#### PASSAGE FOR REVIEW ####

On 11 October 2015, one day after the Kurdish-majority People’s Protection Units (YPG) and allied groups, including the al-Sanadid Forces of the Arab Shammar tribe, formed the U.S.-backed Syrian Democratic Forces (SDF), al-Sanadid leader Bandar al-Humaydi made it an "immediate priority to liberate al-Hawl and al-Shaddadah from the Islamic State” for the newly formed coalition.

On 24 November 2015, it became known that ISIS militants were transferring their family members further south to the Deir ez-Zor Governorate. After the SDF captured the South Hasakah Dam on 30 November, they continued their offensive southward, towards the city of al-Shaddadah, now ISIS' last stronghold in al-Hasakah province. Subsequently, Arab tribal leaders reportedly urged ISIS to withdraw from the city "peacefully," in order to prevent civilian casualties and the possible collapse of al-Shaddadi's economic infrastructure, if a destructive battle between the SDF/coalition forces and the Islamic State were to occur. It was also reported that ISIS was beginning to evacuate some of its positions near al-Shaddadi.

On 19 February 2016, the town was captured by the SDF and subsequently became part of the DAANES. After SDF forces took control of the town, Yazidi spiritual leader Eidou Baba Sheikh stated, “The Yazidis are happy when they [SDF] liberated the town.”

####

» QUESTIONS ON THE MATERIAL
• a. List every date given in the account of al-Shaddadah, as the text states it.
• b. Carry on the account of al-Shaddadah with a further paragraph that picks up after its last sentence.
The entries after this text come from a different source.

#### SUPPLIED DATA ####

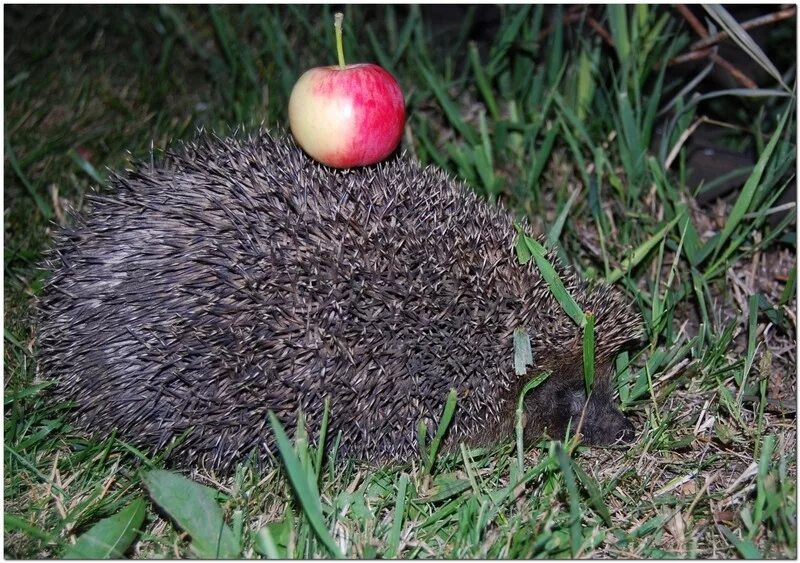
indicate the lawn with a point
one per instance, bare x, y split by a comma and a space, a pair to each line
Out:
654, 146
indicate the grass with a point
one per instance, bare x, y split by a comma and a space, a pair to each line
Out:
546, 118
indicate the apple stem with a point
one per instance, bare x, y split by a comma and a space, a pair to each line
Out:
337, 24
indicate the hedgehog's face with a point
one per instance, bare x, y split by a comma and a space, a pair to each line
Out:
559, 404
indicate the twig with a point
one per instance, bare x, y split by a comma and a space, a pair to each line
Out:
698, 27
574, 17
735, 72
694, 54
749, 24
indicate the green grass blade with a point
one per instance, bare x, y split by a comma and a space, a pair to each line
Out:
640, 252
447, 416
393, 542
41, 204
559, 291
748, 191
111, 537
588, 352
303, 487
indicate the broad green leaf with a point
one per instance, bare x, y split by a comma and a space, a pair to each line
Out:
195, 509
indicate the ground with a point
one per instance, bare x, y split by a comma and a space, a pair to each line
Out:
588, 122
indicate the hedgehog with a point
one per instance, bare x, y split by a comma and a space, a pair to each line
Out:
238, 277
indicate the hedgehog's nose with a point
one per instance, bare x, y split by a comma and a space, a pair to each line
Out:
625, 433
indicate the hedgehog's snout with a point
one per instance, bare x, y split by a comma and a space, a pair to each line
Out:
603, 423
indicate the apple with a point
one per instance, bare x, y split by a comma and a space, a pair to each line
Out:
347, 115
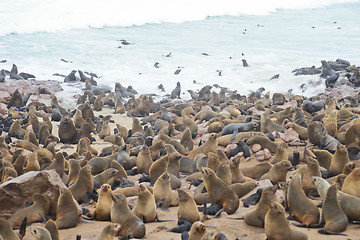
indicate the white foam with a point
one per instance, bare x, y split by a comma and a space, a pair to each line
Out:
18, 16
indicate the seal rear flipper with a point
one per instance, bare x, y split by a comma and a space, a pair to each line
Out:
323, 231
236, 131
22, 229
317, 225
185, 235
159, 220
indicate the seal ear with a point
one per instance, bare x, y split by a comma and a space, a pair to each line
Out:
113, 197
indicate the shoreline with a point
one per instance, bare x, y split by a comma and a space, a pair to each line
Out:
231, 228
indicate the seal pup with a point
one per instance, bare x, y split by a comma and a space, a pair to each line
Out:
71, 77
6, 231
53, 229
67, 212
109, 232
300, 207
187, 207
163, 192
218, 192
131, 225
14, 73
257, 216
41, 233
334, 218
176, 92
145, 207
83, 184
277, 227
35, 213
326, 70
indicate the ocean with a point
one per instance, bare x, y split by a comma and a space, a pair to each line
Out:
203, 37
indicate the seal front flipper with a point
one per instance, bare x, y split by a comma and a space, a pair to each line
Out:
323, 231
22, 229
236, 131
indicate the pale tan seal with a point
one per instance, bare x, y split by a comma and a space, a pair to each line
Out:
131, 225
277, 227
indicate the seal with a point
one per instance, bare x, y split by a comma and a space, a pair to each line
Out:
268, 126
109, 232
339, 160
145, 207
6, 231
41, 233
300, 207
40, 208
349, 204
218, 192
163, 193
103, 206
53, 229
131, 225
351, 182
187, 207
277, 226
264, 142
209, 146
278, 172
197, 231
67, 213
334, 218
83, 184
256, 217
67, 131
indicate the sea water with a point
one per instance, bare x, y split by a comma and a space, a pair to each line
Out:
203, 37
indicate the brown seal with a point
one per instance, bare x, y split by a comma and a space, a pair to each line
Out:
264, 142
158, 168
339, 160
277, 226
218, 191
278, 172
6, 231
300, 207
256, 171
187, 207
34, 213
352, 182
281, 153
209, 146
163, 192
145, 207
323, 157
186, 140
67, 212
197, 231
109, 232
67, 131
241, 189
103, 206
257, 216
268, 126
40, 233
334, 218
83, 184
131, 225
53, 229
144, 160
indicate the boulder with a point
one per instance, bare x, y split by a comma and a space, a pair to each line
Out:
15, 192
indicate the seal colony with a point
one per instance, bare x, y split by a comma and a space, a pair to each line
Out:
199, 163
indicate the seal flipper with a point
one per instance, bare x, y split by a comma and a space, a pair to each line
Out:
236, 131
22, 229
323, 231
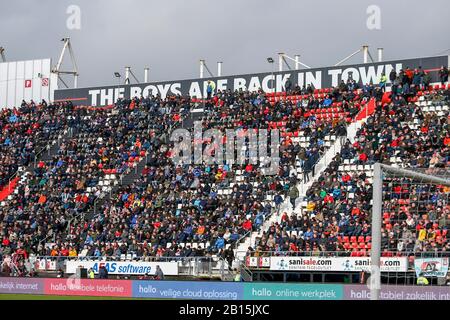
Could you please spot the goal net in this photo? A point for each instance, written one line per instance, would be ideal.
(410, 223)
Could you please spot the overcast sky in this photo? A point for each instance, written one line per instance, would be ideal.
(170, 36)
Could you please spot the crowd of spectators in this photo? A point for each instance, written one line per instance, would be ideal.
(416, 217)
(25, 131)
(172, 209)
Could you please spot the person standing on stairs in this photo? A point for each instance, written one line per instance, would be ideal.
(293, 195)
(341, 132)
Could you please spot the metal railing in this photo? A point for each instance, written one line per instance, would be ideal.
(203, 266)
(416, 254)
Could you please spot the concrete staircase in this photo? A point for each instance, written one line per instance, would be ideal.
(286, 206)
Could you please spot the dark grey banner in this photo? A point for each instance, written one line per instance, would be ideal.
(269, 82)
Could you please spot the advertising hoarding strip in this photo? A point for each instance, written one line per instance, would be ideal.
(352, 264)
(362, 292)
(88, 287)
(22, 285)
(207, 290)
(124, 267)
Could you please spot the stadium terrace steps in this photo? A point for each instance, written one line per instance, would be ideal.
(8, 189)
(286, 205)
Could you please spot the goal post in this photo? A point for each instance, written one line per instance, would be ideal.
(380, 172)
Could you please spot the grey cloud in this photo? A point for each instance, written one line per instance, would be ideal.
(171, 36)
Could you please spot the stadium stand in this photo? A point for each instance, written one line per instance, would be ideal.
(109, 187)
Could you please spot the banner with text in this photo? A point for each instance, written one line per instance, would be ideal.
(431, 267)
(269, 82)
(352, 264)
(125, 267)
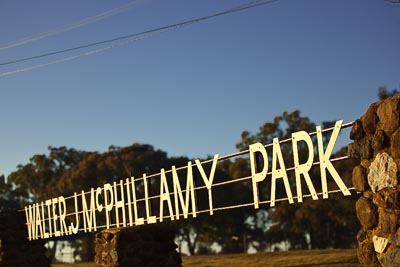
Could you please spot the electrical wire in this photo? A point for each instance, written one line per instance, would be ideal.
(175, 26)
(79, 24)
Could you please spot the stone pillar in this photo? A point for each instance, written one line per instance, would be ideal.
(376, 143)
(144, 246)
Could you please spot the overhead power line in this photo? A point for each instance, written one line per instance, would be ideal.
(81, 23)
(245, 6)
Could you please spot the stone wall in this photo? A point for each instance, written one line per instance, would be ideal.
(376, 143)
(15, 249)
(144, 246)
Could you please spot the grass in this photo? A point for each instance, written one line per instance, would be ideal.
(302, 258)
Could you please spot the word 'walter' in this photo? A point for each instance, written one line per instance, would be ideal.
(120, 205)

####

» OUTPUTS BY TASK
• a. 11 October 2015; 24 November 2015; 30 November; 19 February 2016

• b.
Following its capture, the U.S. Army established a military base southeast of the city. The base regularly receives cargo aircraft carrying logistical and military supplies and serves as a major hub for military coordination and anti-ISIS operations in cooperation with the SDF and local Asayish police force.

The U.S. military base has been targeted with vehicle-borne improvised explosive devices (VBIEDs) and rocket attacks by ISIS and various Iranian-backed militias, including the Islamic Resistance in Iraq, notably during attacks on U.S. bases amid the Gaza conflict.

== Economy ==
The areas surrounding al-Shaddadah contain one of the large oil and gas fields in Hasakah Governorate.